Directions: Pull out each line in the records below that contains the word "every", and copy those lines word for word.

[Contour labeling entries]
>> Begin

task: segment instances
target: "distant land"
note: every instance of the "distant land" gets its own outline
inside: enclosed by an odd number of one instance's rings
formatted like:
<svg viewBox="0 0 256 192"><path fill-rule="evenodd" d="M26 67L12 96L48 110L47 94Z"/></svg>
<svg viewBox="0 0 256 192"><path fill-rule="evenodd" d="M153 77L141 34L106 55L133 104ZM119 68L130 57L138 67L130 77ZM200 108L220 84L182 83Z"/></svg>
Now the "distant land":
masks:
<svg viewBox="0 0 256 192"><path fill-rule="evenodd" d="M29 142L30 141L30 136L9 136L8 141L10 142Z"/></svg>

>> End
>> Begin

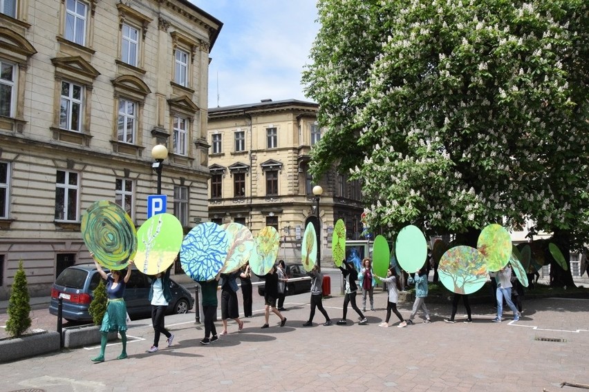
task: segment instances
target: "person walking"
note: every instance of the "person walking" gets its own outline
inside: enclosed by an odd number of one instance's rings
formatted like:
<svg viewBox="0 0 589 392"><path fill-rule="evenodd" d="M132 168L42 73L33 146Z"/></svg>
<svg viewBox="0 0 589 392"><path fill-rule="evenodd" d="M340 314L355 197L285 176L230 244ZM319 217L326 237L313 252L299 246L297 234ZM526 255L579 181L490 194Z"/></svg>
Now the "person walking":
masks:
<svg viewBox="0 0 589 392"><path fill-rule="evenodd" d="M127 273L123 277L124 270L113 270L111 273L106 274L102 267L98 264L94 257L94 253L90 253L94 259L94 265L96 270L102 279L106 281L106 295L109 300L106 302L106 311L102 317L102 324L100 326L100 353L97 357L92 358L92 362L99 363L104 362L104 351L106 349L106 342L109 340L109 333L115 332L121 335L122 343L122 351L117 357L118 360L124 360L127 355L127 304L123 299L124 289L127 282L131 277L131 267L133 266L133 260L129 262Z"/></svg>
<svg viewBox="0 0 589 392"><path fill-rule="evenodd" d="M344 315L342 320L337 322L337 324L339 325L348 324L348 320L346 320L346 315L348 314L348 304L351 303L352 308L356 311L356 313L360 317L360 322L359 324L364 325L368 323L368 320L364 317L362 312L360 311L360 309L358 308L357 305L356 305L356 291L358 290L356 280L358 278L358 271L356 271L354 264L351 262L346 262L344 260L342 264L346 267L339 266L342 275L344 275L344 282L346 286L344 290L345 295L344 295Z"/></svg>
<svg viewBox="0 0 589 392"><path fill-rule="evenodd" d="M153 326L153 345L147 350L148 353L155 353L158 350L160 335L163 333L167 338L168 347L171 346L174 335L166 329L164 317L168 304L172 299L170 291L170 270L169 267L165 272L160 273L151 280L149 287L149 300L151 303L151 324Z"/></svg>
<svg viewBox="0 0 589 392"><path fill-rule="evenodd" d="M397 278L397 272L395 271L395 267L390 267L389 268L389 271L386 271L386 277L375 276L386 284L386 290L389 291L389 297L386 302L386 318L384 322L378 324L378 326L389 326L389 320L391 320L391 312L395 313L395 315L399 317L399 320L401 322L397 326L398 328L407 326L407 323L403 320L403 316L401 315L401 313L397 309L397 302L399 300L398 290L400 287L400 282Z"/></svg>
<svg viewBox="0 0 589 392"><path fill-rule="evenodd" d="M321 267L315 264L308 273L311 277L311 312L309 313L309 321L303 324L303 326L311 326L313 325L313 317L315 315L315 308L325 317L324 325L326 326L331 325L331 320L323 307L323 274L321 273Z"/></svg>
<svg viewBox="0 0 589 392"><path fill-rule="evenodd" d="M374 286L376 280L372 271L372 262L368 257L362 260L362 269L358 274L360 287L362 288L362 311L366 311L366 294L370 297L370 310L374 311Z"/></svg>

>> End

Completed exercise:
note: every instance of the "distant land" gets its own outline
note: every instance of the "person walking" gets its own outline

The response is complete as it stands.